Task description |
Answer these questions from the GitLab merge train thread:
(a) What kind of tests do the expensive jobs run?
(b) Which variable does the reply suggest for telling whether a job is in a merge train pipeline?
(c) How many views does the thread show?
== Document extract
Reputation: 6422
We are trying to create a good merge train setup in our institutional GitLab. Currently, we have a few jobs in our pipeline which run expensive fuzzy tests. These jobs should not run on every push, but they should run before a merge and it should be possible to activate them manually.
Currently these jobs are marked as manual for a generic pipeline.
fuzzy-tests:
rules:
- if: $CI_PIPELINE_SOURCE == "schedule"
when: never
- if: >
$CI_COMMIT_TAG ||
$CI_COMMIT_BRANCH == 'main' ||
$CI_COMMIT_BRANCH == 'release/*' ||
$PUBLISH_DEV_VERSION
when: on_success
- when: manual
They should run automatically as part of a merge train pipeline, because when the merge train is going, we don't want to start the manual job. Is there a way to figure out as part of the rules
entry whether a job's context is a Merge Train Pipeline?
If not, is there a good way to ensure that fuzzy-tests
is run at least once before each merge, can be run on demand, and is not run on every change of the merge request?
Upvotes: 2
Views: 544
Reputation: 41119
They should run automatically as part of a merge train pipeline [...] Is there a way to figure out as part of the rules entry whether a job's context is a Merge Train Pipeline?
You can use the CI_MERGE_REQUEST_EVENT_TYPE
variable. Per the documentation, this variable contains:
The event type of the merge request. Can be
detached
,merged_result
ormerge_train
.
====
== Listed entries
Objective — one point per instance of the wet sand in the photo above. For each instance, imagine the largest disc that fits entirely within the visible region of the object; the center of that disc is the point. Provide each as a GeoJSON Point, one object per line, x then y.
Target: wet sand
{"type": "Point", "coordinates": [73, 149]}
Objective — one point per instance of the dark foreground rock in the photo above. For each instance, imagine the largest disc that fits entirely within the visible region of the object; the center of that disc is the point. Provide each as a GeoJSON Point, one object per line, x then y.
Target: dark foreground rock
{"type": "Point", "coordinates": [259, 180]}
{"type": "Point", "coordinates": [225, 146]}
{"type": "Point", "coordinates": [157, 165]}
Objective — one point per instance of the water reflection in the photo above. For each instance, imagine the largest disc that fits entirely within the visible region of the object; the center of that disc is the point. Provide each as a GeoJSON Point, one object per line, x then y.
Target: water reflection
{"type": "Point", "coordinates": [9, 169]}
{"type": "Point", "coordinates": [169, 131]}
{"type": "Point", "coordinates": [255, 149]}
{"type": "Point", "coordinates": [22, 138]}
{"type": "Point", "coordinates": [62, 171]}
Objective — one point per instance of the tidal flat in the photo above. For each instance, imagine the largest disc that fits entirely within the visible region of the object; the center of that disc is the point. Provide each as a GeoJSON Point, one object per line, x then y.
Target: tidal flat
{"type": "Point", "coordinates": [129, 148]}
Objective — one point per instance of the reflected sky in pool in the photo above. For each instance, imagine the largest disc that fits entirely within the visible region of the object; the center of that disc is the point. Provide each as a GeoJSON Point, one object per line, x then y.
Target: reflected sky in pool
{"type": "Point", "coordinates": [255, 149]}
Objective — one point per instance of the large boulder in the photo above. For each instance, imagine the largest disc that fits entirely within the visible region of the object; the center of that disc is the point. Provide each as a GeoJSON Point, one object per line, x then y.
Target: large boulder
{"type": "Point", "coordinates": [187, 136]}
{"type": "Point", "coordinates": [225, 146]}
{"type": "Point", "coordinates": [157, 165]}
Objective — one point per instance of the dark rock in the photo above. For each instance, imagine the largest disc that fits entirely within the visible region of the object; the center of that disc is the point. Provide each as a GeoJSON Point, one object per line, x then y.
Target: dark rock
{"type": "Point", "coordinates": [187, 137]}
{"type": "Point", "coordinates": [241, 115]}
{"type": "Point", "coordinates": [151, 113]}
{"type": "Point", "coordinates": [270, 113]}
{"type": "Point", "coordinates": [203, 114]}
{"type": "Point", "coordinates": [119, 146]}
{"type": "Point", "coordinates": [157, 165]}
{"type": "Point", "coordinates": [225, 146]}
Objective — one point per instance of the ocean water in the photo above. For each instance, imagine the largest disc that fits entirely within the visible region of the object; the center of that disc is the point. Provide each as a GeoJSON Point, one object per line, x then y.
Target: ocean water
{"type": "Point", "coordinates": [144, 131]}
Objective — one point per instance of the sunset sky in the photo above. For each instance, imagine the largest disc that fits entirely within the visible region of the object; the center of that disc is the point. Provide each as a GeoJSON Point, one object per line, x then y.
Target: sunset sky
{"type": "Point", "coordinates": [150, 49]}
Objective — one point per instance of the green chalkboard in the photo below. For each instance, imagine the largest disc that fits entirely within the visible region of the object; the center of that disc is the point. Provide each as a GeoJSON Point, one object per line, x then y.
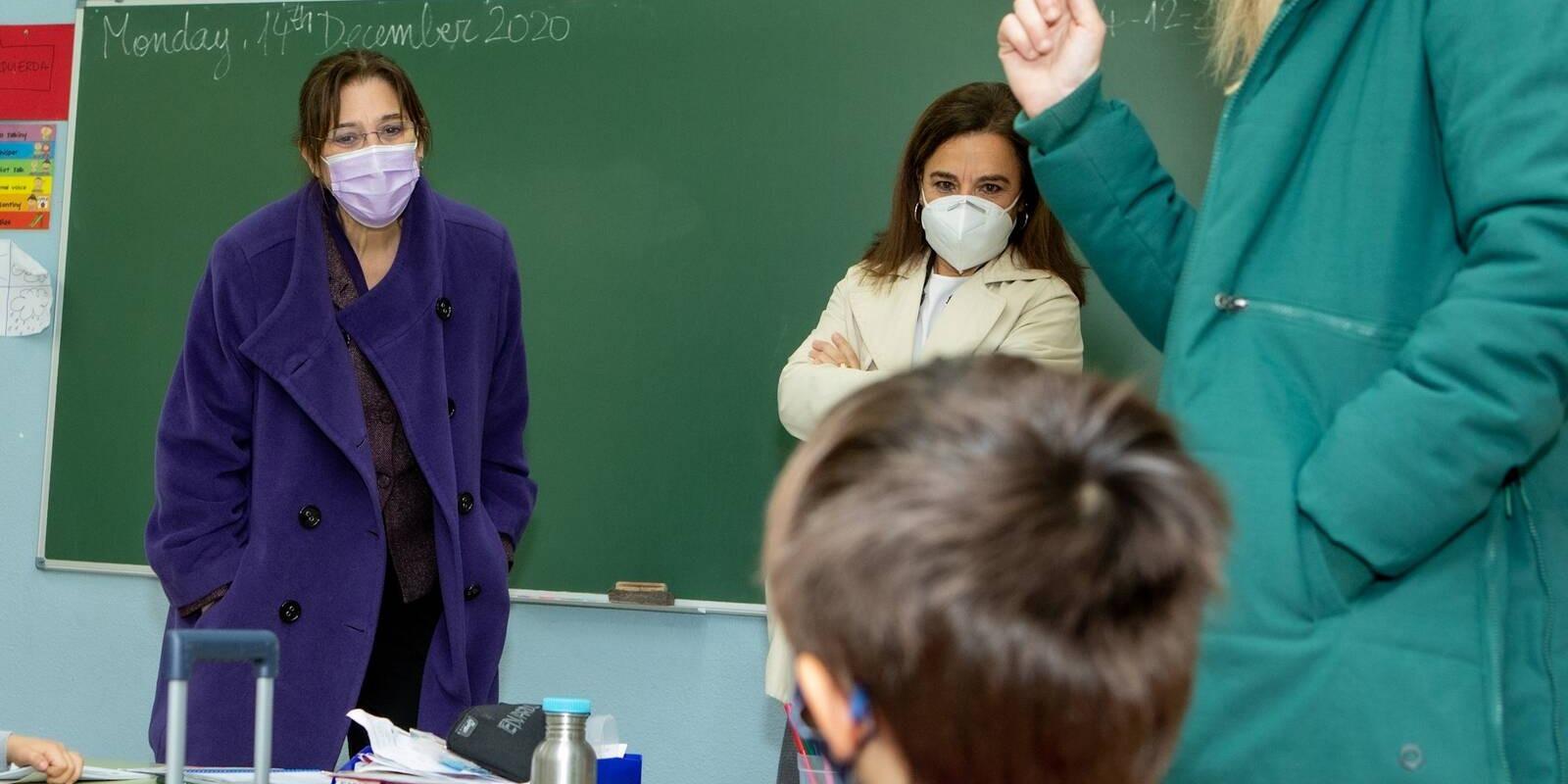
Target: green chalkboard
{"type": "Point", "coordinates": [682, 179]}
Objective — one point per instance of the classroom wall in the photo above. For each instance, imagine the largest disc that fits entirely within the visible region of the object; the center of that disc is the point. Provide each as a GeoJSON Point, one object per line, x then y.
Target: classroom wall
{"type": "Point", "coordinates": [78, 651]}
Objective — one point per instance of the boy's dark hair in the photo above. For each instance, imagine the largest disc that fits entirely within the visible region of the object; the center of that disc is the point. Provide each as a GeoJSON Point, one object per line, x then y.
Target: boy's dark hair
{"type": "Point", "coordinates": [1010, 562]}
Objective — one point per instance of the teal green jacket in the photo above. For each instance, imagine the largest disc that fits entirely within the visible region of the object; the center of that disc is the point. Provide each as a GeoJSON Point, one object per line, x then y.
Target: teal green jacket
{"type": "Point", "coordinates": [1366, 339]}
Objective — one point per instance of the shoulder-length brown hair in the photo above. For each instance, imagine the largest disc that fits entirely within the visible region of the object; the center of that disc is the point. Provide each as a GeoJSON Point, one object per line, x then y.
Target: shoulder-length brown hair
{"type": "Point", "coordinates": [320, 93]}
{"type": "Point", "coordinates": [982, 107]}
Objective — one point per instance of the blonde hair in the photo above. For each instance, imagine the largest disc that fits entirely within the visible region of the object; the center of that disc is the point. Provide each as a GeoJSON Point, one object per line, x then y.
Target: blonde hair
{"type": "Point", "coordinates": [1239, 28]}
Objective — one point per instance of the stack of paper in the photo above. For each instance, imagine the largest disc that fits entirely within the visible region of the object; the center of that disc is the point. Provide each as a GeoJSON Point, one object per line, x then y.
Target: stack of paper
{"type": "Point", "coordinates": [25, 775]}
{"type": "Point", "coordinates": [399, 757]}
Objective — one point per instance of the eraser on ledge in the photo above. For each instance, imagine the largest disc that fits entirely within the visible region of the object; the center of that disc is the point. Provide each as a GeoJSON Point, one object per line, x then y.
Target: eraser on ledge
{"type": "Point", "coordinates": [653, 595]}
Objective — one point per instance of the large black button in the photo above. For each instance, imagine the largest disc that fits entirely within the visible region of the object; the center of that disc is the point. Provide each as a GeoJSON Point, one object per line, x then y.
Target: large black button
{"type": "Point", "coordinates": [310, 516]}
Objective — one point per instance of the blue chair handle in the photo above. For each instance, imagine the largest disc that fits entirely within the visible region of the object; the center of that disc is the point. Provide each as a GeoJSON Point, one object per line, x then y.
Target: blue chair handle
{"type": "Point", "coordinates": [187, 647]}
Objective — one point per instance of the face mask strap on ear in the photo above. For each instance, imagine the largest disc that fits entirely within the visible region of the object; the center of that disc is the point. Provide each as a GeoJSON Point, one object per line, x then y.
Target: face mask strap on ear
====
Exercise result |
(a) Fuzzy tests
(b) CI_MERGE_REQUEST_EVENT_TYPE
(c) 544